- WHAT THE TASK REQUIRES -
The entries below contain a line with "point: chrome faucet" and a line with "point: pink tile". Quote exactly those two lines and all lines between them.

- PROVIDED DATA -
────────
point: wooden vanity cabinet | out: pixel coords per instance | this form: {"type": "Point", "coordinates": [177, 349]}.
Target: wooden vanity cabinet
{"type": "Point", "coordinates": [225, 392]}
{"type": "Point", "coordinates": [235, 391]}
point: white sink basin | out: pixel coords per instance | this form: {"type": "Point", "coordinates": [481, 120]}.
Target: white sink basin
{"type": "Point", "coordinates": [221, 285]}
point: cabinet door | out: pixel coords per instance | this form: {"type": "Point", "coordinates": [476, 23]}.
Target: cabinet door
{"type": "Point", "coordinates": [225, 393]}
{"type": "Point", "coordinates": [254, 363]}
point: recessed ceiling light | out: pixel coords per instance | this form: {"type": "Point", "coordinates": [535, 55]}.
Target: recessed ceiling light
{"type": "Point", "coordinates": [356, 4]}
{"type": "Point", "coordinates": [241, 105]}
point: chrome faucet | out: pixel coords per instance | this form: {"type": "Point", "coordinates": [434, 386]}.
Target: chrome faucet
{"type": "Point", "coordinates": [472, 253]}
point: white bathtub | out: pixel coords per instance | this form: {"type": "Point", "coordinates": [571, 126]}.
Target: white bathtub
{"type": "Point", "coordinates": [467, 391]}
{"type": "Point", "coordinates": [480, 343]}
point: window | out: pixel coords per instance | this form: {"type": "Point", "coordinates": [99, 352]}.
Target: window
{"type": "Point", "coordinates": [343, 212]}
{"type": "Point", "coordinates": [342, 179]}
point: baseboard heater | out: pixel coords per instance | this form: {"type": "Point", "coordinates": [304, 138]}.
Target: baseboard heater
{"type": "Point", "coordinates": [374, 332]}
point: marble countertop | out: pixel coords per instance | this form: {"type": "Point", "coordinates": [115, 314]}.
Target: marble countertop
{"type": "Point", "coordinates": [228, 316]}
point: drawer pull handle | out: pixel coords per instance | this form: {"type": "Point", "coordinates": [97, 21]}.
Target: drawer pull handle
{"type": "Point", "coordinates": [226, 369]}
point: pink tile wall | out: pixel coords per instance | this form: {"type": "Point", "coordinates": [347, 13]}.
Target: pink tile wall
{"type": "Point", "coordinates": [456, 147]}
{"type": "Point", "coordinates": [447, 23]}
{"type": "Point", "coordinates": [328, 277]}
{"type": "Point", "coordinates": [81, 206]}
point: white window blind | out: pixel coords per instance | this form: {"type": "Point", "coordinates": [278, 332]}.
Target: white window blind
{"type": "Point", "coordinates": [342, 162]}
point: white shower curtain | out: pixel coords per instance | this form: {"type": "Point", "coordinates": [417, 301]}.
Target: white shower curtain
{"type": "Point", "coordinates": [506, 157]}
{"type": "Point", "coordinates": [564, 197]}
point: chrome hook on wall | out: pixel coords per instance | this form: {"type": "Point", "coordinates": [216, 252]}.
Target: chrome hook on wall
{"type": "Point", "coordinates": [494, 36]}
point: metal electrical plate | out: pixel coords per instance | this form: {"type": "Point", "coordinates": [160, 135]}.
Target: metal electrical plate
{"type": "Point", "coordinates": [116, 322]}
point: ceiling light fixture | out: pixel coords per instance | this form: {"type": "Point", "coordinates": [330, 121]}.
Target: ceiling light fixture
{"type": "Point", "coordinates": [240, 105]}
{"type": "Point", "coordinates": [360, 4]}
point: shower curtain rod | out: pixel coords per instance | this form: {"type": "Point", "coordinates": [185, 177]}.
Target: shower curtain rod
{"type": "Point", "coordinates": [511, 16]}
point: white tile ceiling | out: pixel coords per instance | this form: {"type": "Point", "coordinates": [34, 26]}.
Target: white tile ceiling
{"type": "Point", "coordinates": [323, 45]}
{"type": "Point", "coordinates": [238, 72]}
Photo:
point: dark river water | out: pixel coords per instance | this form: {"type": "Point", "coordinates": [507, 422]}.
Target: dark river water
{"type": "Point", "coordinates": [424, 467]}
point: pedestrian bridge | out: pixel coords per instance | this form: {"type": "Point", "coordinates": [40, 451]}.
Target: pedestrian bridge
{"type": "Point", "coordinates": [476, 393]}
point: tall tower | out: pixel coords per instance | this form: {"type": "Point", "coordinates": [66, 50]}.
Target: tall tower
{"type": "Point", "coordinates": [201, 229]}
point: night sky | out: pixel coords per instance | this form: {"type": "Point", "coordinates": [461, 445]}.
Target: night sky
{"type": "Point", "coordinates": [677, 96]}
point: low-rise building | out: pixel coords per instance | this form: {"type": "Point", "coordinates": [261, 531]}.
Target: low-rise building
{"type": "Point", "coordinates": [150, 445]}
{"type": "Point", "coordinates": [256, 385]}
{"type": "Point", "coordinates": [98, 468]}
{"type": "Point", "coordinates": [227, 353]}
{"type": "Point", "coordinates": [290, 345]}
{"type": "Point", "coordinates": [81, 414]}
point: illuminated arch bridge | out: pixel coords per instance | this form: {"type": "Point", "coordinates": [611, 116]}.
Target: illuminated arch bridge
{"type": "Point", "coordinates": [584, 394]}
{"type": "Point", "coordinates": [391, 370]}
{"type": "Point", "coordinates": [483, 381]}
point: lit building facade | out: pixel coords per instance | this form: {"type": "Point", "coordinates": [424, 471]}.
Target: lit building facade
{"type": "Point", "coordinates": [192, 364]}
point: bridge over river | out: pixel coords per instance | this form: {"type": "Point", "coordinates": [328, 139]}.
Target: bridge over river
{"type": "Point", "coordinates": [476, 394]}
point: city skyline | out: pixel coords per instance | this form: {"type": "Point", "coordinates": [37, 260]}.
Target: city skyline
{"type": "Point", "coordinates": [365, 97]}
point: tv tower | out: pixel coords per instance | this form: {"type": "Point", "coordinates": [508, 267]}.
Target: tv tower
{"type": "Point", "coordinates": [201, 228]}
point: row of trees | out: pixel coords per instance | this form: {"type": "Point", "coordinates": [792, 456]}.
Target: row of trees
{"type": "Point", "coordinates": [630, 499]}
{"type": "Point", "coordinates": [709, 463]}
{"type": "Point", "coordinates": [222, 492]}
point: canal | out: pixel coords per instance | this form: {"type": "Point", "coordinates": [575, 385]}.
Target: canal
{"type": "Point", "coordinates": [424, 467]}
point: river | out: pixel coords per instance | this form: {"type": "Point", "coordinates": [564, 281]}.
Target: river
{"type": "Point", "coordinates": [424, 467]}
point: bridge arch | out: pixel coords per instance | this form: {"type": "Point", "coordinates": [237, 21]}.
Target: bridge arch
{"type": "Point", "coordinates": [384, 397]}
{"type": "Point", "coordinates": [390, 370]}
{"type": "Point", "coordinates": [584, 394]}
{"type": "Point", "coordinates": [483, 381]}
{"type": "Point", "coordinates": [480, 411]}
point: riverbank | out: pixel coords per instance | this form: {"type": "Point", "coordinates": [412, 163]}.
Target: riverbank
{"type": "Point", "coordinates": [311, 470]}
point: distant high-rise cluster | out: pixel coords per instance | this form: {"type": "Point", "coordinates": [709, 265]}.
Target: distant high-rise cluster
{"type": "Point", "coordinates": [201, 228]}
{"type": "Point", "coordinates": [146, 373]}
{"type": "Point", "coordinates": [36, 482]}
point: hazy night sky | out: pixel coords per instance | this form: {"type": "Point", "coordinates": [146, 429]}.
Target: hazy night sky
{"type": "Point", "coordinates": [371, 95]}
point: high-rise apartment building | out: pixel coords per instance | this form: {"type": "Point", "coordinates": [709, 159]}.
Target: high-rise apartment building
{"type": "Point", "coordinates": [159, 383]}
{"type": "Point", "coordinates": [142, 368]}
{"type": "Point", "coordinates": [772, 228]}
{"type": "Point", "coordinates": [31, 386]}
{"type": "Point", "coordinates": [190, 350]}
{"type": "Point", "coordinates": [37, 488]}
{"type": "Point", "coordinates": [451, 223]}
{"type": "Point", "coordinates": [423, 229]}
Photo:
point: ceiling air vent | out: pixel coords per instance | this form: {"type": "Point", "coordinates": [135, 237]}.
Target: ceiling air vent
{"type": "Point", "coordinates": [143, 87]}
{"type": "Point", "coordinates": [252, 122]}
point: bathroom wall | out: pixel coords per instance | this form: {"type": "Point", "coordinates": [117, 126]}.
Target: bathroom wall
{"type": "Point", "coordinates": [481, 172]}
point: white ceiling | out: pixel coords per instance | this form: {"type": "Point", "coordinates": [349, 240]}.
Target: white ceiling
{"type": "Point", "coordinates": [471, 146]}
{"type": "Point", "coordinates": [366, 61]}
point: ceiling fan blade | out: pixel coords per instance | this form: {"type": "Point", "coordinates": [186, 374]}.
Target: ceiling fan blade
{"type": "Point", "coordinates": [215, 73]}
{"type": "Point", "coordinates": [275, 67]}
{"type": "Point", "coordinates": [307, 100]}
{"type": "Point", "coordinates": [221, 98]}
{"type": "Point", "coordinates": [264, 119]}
────────
- SOLUTION TO THIS EXERCISE -
point: chrome faucet | out: pixel coords per instance | this form: {"type": "Point", "coordinates": [434, 386]}.
Target: chrome faucet
{"type": "Point", "coordinates": [472, 253]}
point: white bathtub | out: pixel coords per instance | this form: {"type": "Point", "coordinates": [571, 126]}.
Target: white bathtub
{"type": "Point", "coordinates": [467, 391]}
{"type": "Point", "coordinates": [480, 343]}
point: window | out: pixel coords per instance | this form: {"type": "Point", "coordinates": [99, 352]}.
Target: window
{"type": "Point", "coordinates": [343, 212]}
{"type": "Point", "coordinates": [342, 179]}
point: baseboard heater | out: pixel coords per instance | this form: {"type": "Point", "coordinates": [304, 138]}.
Target: baseboard heater
{"type": "Point", "coordinates": [374, 332]}
point: marble countertop | out: pixel coords per instance | this form: {"type": "Point", "coordinates": [115, 314]}.
Target: marble countertop
{"type": "Point", "coordinates": [228, 316]}
point: drawer pull handle | out: pixel coords per instance | this form: {"type": "Point", "coordinates": [97, 21]}.
Target: drawer pull handle
{"type": "Point", "coordinates": [226, 369]}
point: pink tile wall | out: pixel coords per instance | this form: {"type": "Point", "coordinates": [347, 13]}.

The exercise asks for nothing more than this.